[Data entries]
————————

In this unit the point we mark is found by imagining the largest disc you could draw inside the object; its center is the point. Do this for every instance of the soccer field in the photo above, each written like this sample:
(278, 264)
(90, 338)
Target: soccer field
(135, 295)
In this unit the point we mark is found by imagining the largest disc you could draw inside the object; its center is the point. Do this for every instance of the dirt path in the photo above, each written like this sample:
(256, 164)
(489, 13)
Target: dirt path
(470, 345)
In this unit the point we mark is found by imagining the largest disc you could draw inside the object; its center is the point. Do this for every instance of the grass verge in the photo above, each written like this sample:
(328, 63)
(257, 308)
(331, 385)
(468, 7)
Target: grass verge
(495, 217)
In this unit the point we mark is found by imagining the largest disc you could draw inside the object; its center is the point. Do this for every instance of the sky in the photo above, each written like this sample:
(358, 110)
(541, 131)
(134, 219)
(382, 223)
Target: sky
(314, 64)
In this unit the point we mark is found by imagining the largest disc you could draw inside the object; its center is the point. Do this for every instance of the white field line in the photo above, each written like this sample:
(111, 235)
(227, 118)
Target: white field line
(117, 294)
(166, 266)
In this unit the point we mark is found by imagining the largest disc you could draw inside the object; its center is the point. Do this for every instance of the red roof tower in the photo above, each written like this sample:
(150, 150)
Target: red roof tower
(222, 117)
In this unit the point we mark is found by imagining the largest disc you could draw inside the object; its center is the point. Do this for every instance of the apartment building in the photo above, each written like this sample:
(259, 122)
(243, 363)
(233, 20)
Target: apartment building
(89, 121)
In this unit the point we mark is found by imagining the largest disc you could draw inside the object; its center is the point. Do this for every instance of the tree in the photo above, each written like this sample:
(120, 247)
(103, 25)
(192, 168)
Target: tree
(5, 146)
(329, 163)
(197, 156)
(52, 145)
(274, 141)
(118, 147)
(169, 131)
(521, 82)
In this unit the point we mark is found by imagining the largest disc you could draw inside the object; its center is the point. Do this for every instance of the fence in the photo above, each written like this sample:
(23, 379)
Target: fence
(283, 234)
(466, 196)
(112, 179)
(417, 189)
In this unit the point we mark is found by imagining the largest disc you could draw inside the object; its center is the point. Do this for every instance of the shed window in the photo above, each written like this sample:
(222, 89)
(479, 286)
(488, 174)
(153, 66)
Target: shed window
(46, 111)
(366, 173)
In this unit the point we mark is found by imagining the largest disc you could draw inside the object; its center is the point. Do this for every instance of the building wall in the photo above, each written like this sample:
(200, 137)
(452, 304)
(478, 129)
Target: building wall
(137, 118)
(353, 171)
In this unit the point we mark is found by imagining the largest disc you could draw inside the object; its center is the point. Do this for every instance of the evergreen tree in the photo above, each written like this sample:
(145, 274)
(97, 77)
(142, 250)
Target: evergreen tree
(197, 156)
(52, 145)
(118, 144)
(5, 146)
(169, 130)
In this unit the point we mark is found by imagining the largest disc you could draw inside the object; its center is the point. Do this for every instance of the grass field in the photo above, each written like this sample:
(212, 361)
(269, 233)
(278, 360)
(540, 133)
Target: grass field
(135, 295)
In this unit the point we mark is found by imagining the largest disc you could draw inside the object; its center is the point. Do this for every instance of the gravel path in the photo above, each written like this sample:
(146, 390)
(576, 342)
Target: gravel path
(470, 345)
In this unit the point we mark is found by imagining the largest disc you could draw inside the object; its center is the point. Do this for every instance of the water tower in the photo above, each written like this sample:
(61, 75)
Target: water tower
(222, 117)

————————

**Your objective**: A word-for-word copy of all the entries is required.

**Answer to the exercise**:
In this unit the point we mark is found by imagining the largest disc you could draw inside the object; its center is the point. Do this for every instance of the soccer field in the photo above, each written like this sample:
(278, 264)
(90, 338)
Target: soccer field
(135, 295)
In this unit the point we mark is found by imagining the largest disc you could draw inside the object; its center is the point. Do this for every instance of the dirt path in the photo above, each written like this sample:
(256, 164)
(489, 13)
Target: dirt path
(470, 345)
In this unit the point we mark is found by imagining the largest disc you could draw inside the object; its center is the point. Do this for every instance of the grass verge in the photo above, each written like this sample:
(328, 63)
(257, 308)
(331, 385)
(468, 7)
Target: grass verge
(495, 217)
In this unit the point we mark is found by imagining the largest disc you could draw inside the object; its center is the point. Do this for every instance of the sky in the photo above, each written like this sample:
(358, 110)
(541, 131)
(134, 219)
(382, 223)
Target: sky
(314, 64)
In this unit the point we mark is found by imagining the largest disc you could draw inside the object; its center is the point. Do this for every instance of the white field line in the photo above, each written like this sample:
(111, 235)
(227, 118)
Target: white field line
(117, 294)
(166, 266)
In this unit the point we mark is found by imagining the largest disc you could draw inside the object; its center is the point. Do this for every instance of the red roof tower in the photo above, each written like this sample:
(150, 150)
Target: red roof tower
(222, 117)
In this unit the point we mark is found by imagining the largest disc you could draw inside the object; its center is the point. Do this for every instance of the apartment building in the photo above, each written like this sample:
(259, 122)
(243, 363)
(233, 20)
Target: apartment building
(89, 121)
In this unit the point we mark is found by imagining the largest disc you could draw inside the object; its center is the point. Do this for every instance of the tree in the photo above, each written like this sample:
(120, 247)
(103, 25)
(192, 168)
Target: tree
(5, 146)
(329, 163)
(197, 156)
(52, 145)
(274, 141)
(118, 147)
(169, 131)
(521, 82)
In this unit the point we mark is found by imagining the largest disc you could draw inside the object; its center is the point. Do this for every instance of the fence in the photo above, each written like this sample:
(23, 379)
Target: fence
(283, 234)
(466, 196)
(112, 179)
(417, 189)
In this unit the point we mark is found by imagining the largest disc you could draw inside the object; its center is the point. Do this for every instance of the shed window in the photo above, each written like this sample:
(222, 89)
(479, 286)
(488, 174)
(153, 66)
Target: shed window
(46, 111)
(366, 173)
In this unit the point we mark is found by imagining the largest disc you could draw inside the object; its center is the point. Do this for every instance of the building wall in the photo above, each written like this sample:
(200, 137)
(452, 304)
(478, 129)
Target: building wall
(137, 118)
(353, 171)
In this unit the point we mark is found by imagining the largest disc you could draw inside the object; its center is the point. Do this for every instance of the evergreen tree in the photo above, each written like this sample:
(145, 274)
(97, 77)
(142, 250)
Target: evergreen tree
(197, 156)
(52, 145)
(118, 144)
(5, 146)
(169, 130)
In this unit the point we mark is found by imagining the largest disc you could draw inside the object; its center is the point. Do this for every instance of the grass field in the photo above, each written like this sample:
(212, 361)
(269, 233)
(278, 360)
(540, 133)
Target: grass field
(135, 295)
In this unit the point we mark is found by imagining the largest disc you could draw inside the object; its center is the point. Do this for every instance of the gravel path in the photo above, each written like this sample:
(146, 390)
(576, 342)
Target: gravel path
(470, 345)
In this unit the point we mark is found by imagining the largest disc you could draw inside the object; its center is the point. Do this for every instance of the water tower in the photo above, each written like this sample:
(61, 75)
Target: water tower
(222, 117)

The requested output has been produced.